--- MATERIAL FOR THE TASK ---
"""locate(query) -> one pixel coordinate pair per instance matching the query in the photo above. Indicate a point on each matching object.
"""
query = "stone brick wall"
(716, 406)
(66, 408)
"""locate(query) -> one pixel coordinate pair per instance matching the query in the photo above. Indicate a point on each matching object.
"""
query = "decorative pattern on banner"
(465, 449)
...
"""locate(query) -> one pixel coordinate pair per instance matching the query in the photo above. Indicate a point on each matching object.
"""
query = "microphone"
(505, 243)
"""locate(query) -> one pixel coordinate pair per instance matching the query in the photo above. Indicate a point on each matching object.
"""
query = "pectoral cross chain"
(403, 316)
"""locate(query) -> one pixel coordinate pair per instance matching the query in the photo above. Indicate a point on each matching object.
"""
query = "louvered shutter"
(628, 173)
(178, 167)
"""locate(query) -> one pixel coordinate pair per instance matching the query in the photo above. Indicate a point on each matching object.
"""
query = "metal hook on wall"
---
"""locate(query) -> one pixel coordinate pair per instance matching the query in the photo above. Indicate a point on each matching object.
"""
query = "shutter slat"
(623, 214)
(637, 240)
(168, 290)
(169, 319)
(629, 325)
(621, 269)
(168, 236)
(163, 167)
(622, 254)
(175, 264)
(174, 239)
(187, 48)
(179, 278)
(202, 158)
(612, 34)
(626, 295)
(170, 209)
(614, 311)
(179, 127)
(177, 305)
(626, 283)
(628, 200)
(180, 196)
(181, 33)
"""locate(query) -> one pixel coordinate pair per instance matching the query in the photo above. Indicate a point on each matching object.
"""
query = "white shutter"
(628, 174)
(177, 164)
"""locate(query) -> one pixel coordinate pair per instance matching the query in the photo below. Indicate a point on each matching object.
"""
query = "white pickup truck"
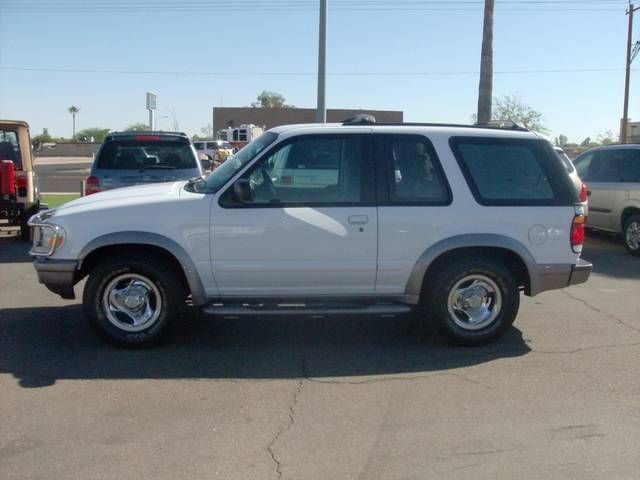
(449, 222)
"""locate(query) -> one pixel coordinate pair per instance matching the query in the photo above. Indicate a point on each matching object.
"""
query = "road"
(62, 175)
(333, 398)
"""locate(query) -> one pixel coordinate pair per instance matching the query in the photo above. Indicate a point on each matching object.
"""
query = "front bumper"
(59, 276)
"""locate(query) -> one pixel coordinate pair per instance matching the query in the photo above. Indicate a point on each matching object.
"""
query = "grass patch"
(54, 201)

--- TASK BRIEF ---
Pull out every line of the items above that includes the word "wall".

--- FINAL RESULT ---
query = "stone brick wall"
query = "metal hook on wall"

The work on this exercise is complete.